EXTRAIT ÉTUDIÉ —
◆ ◆ ◆ ◆ ◆
Le musée du quai Branly est un établissement public à caractère administratif. Lors de sa création par un décret de décembre 1998, il était une toute petite structure, avec les six conservateurs du Musée national des arts africains et océaniens (MAAO) et autant du musée de l’Homme. Il fallait choisir entre deux modèles de fonctionnement. Le premier, dans lequel les musées n’ont pas de personnalité juridique, avec des personnels affectés par l’administration centrale du ministère de la culture, un budget relevant du ministère, et des expositions temporaires produites et réalisées par la Réunion des musées nationaux. Le second, conçu par Georges Pompidou en réaction contre ce monde des musées, dans lequel les musées ont une autonomie complète – le Centre Pompidou a ouvert avec ses propres conservateurs, agents de billetterie, agents comptables et même ses pompiers.

Nous avons essayé de trouver une voie médiane avec l’externalisation massive de nos métiers non scientifiques. Il ne s’agissait pas pour nous d’inventer un modèle idéal de gestion, encore moins de considérer les fonctionnaires comme moins efficaces que des agents privés. À l’époque, le Centre Pompidou était le seul établissement public ; le Grand Louvre était une sorte de faux établissement public puisque Pierre Rosenberg, au début de son mandat, n’avait autorité sur pratiquement aucun de ses personnels ; Versailles, en raison des bagarres entre les conservateurs du patrimoine et ceux des monuments historiques, s’était vu affecter un président extérieur. Et c’est Jean-Jacques Aillagon qui a étendu au musée d’Orsay, au musée Guimet et au musée du quai Branly le système des établissements publics.

Dans ce système, les agents sont soit des agents de l’établissement, soit des agents détachés, et le président dirige son établissement. Selon moi, ce statut a permis – et le Centre Pompidou en est le meilleur exemple – une très grande modernisation des musées en France, en particulier de l’offre dont la production a été démultipliée depuis une trentaine d’années. Songez à l’invention de l’atelier des enfants au Centre Pompidou, aux politiques d’adhésion, aux rapports avec les comités d’entreprise, qui n’existaient pas avant ce statut d’établissement public.

Nous voulions disposer d’une équipe cohérente, sans fonctionner exactement comme le Centre Pompidou qui a ses propres pompiers ... .Pour faire fonctionner notre musée, qui accueille entre 1,3 et 1,5 million de visiteurs par an, une équipe de 450 personnes est nécessaire. Avoir une équipe de cette taille de manière permanente ne permet pas de leur offrir des possibilités de carrière suffisantes, mais avoir des personnels affectés et gérés directement par le ministère relève du système antérieur.
◆ ◆ ◆ ◆ ◆
JEU DE DONNÉES —
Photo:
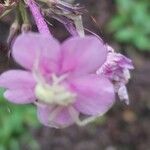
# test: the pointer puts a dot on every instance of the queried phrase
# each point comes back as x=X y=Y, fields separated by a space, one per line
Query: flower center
x=55 y=93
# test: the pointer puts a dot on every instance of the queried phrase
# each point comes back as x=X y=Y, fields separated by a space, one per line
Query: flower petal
x=56 y=117
x=31 y=47
x=16 y=79
x=95 y=94
x=83 y=55
x=20 y=96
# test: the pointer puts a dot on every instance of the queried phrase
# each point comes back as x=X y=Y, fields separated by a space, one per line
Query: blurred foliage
x=131 y=23
x=15 y=121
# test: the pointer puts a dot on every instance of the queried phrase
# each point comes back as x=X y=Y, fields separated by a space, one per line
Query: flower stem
x=38 y=17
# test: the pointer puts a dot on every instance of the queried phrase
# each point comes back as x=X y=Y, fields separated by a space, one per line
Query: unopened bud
x=1 y=8
x=25 y=27
x=14 y=29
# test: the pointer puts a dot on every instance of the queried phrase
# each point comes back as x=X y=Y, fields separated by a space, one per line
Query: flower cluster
x=116 y=68
x=70 y=82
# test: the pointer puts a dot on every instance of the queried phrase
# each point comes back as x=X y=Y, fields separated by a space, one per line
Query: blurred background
x=125 y=25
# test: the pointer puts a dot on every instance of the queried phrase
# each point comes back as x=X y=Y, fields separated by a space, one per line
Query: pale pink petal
x=15 y=79
x=95 y=94
x=20 y=96
x=61 y=120
x=30 y=47
x=83 y=55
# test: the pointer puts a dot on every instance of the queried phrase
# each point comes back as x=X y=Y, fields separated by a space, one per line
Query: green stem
x=24 y=13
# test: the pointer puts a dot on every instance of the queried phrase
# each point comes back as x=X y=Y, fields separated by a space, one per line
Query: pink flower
x=59 y=78
x=116 y=68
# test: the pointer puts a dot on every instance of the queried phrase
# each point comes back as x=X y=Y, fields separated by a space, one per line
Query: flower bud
x=14 y=29
x=25 y=27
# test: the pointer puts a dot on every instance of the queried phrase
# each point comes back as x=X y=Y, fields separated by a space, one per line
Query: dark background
x=125 y=25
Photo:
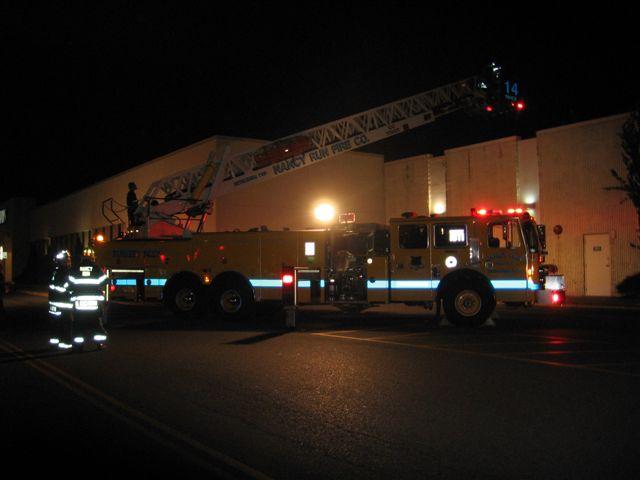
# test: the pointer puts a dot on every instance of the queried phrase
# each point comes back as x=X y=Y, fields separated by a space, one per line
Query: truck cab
x=466 y=262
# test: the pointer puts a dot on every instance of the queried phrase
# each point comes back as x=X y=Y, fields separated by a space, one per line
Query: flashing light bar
x=482 y=212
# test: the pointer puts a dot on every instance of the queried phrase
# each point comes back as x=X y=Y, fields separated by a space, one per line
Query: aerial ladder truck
x=168 y=256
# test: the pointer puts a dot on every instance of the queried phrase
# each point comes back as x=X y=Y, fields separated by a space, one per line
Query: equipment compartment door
x=597 y=265
x=411 y=264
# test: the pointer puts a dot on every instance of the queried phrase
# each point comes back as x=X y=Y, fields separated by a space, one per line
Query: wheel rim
x=186 y=299
x=468 y=303
x=230 y=301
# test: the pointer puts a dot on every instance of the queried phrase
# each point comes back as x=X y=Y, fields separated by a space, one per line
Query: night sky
x=91 y=89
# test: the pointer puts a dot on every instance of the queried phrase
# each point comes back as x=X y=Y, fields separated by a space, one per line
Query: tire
x=232 y=299
x=184 y=296
x=468 y=303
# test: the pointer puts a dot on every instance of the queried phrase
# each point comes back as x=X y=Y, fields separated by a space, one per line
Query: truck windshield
x=531 y=236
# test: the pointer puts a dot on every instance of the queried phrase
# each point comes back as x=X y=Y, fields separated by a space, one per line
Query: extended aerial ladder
x=173 y=204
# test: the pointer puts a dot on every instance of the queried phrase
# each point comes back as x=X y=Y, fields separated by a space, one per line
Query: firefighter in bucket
x=77 y=302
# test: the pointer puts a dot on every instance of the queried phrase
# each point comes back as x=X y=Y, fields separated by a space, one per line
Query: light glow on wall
x=439 y=208
x=325 y=212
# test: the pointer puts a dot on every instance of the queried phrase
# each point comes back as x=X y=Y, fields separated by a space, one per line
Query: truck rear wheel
x=468 y=304
x=183 y=296
x=232 y=299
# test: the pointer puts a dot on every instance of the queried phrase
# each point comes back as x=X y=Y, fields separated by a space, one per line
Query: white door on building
x=597 y=264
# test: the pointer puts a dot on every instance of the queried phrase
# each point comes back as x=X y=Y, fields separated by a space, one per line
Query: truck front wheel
x=184 y=296
x=468 y=304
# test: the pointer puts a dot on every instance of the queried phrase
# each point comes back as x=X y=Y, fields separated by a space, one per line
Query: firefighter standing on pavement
x=77 y=302
x=59 y=304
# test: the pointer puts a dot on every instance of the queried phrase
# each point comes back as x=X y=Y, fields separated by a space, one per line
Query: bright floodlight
x=325 y=212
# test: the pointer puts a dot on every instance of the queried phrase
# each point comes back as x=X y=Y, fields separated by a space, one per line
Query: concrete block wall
x=575 y=162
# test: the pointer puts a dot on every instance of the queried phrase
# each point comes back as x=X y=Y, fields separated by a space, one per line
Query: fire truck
x=464 y=264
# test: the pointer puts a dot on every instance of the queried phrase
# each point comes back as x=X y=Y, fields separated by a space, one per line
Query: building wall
x=575 y=165
x=14 y=235
x=352 y=182
x=482 y=176
x=406 y=186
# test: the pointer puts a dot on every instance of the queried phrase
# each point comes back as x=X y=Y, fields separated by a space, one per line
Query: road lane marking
x=481 y=354
x=138 y=420
x=556 y=337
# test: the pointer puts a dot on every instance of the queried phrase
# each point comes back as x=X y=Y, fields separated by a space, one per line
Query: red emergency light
x=558 y=297
x=483 y=212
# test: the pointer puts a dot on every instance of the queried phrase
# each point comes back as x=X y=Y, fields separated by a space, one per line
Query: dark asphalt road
x=544 y=394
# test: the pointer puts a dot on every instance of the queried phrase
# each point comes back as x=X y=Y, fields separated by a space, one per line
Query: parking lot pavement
x=577 y=350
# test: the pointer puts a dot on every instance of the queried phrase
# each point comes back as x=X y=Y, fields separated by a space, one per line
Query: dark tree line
◆ ◆ ◆ ◆ ◆
TRAVAIL DEMANDÉ —
(a) Reformulez sous forme de liste, en conservant ses faits essentiels, le paragraphe de l'extrait sur le musée du quai Branly qui commence par « Dans ce système, les agents ».
(b) Poursuivez l'extrait sur le fonctionnement du musée du quai Branly à partir de sa dernière phrase.

RÉPONSES ATTENDUES —
(a)
- Les agents sont soit des agents de l'établissement, soit des agents détachés, et le président dirige l'établissement.
- Selon l'extrait, ce statut a permis une très grande modernisation des musées en France. Le Centre Pompidou en est le meilleur exemple.
- Cette modernisation concerne surtout l'offre, dont la production a été démultipliée depuis une trentaine d'années.
- Plusieurs innovations n'existaient pas avant ce statut d'établissement public :
  - l'atelier des enfants au Centre Pompidou ;
  - les politiques d'adhésion ;
  - les rapports avec les comités d'entreprise.

(b)
C’est pourquoi le système que nous avons imaginé, qui a plutôt bien fonctionné jusqu’à présent, malgré quelques inconvénients sur lesquels je pourrai revenir, consiste à externaliser, comme le font tous les musées pour une partie de leur mission, mais d’une manière originale : nous passons un marché avec une entreprise – pour l’heure, nous en sommes à notre deuxième partenaire – qui travaille elle-même avec de multiples co-traitants et sous-traitants et qui gère l’entretien, l’accueil, la surveillance, avec une obligation de résultat, mais pas les métiers scientifiques liés au musée. Sur les 250 agents payés par l’établissement public, 25 sont des fonctionnaires détachés, les autres des contractuels à durée indéterminée.

Ce modèle nous permet d’offrir un service de qualité, en particulier en faisant sortir le musée de ses murs. Le musée multiplie les partenariats en région : nous avons organisé une série d’expositions en Ardèche ; nous avons signé un accord avec la ville du Mans pour y organiser régulièrement des expositions. Et nous nous projetons de plus en plus à l’extérieur, en particulier en Asie. Les deux tiers de nos expositions tournent, c’est-à-dire sont soit directement coproduites, soit revendues à d’autres musées en Europe ou aux États-Unis, ce qui permet d’en diminuer les coûts de production.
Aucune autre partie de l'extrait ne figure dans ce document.